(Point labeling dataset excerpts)

○ ○ ○ ○ ○ ○ ○

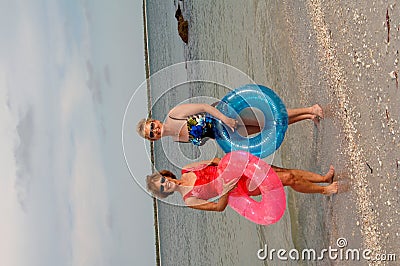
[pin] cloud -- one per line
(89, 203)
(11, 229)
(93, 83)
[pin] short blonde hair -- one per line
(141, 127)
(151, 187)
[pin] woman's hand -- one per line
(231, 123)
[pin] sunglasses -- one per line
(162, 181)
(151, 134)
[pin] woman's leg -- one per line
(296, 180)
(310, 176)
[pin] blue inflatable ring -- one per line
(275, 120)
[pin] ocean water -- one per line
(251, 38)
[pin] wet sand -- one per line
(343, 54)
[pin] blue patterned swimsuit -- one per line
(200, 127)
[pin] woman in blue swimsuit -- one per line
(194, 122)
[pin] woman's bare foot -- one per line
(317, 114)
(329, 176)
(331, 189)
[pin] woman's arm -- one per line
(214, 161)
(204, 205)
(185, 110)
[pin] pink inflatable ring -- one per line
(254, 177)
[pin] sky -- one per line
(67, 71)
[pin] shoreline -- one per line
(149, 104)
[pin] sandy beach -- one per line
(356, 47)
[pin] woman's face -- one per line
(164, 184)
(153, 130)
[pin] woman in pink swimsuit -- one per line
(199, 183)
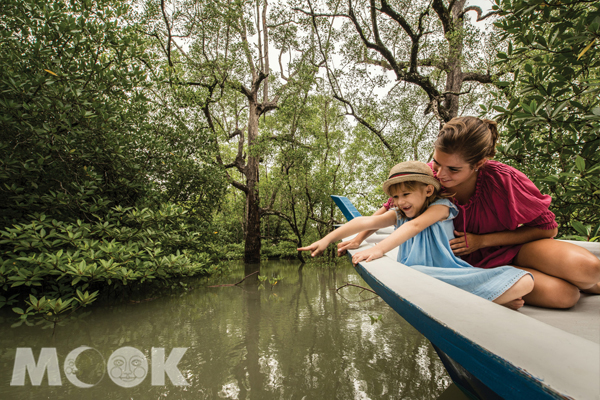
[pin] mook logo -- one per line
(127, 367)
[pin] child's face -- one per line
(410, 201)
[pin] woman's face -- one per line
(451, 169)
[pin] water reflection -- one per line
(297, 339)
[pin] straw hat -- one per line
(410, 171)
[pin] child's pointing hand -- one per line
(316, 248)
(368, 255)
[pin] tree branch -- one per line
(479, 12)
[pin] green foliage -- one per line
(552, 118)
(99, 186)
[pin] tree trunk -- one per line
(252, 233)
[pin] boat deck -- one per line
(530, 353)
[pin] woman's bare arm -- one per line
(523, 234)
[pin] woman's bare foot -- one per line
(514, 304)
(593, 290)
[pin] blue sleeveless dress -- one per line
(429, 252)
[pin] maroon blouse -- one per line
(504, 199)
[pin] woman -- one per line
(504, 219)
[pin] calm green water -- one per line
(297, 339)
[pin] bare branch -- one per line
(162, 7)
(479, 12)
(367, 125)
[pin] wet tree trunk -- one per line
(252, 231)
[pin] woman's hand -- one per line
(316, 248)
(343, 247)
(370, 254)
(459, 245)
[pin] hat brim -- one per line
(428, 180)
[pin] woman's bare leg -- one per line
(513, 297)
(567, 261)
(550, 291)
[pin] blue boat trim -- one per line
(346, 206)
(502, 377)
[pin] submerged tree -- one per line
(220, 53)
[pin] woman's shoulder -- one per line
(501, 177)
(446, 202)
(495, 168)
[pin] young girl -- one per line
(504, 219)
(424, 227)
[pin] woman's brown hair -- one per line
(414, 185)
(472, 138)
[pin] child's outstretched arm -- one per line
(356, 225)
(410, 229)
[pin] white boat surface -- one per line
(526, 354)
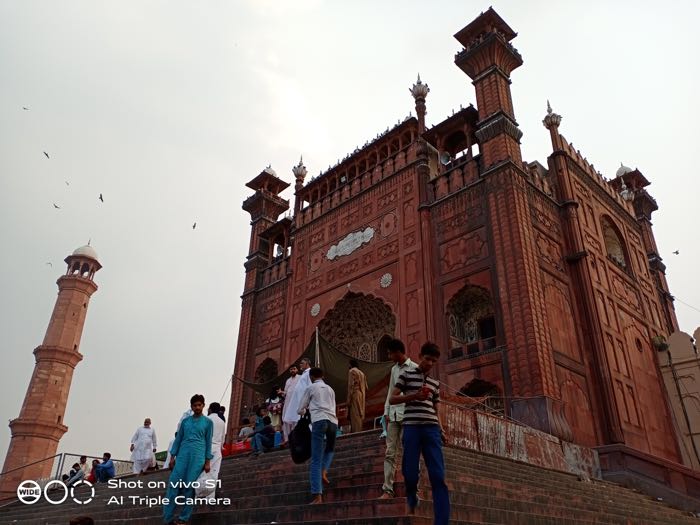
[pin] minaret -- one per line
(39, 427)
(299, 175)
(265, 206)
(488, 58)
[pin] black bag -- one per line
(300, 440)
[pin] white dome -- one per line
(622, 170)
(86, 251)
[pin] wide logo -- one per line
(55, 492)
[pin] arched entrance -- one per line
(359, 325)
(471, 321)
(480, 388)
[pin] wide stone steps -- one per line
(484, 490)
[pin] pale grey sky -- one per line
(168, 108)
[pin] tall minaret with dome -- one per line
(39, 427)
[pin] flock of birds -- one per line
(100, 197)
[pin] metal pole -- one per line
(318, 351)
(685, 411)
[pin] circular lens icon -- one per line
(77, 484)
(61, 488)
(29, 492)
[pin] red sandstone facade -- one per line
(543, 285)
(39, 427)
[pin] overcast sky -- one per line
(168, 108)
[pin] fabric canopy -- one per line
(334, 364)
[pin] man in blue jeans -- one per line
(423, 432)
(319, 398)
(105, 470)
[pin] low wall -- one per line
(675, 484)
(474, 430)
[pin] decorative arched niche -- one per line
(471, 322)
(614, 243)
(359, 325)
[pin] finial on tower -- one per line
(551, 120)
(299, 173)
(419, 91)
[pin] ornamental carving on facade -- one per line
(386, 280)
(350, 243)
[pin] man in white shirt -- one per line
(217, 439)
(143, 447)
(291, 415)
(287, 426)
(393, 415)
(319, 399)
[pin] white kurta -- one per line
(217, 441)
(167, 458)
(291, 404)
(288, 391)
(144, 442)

○ ○ ○ ○ ○ ○ ○

→ **SET PROBLEM**
Beginning at the line that holds "[pin] fabric canopy -- one per line", write out word for word each line through the end of the records.

→ **WRITTEN ANSWER**
[pin] fabric canopy -- one per line
(334, 364)
[pin] man in blue jeans -- one per line
(423, 432)
(319, 398)
(105, 470)
[pin] low wall -- one per line
(675, 484)
(474, 430)
[pin] decorative arched niche -- one per line
(471, 322)
(614, 243)
(359, 325)
[pin] finial on tower -- one per line
(551, 120)
(299, 173)
(419, 91)
[pin] ornamental carving on facade -- one per line
(386, 280)
(350, 243)
[pin] man in white shirt -- one per line
(217, 439)
(143, 447)
(291, 415)
(287, 426)
(393, 415)
(319, 399)
[pin] white kurta -- one per line
(217, 441)
(167, 458)
(291, 404)
(288, 391)
(144, 442)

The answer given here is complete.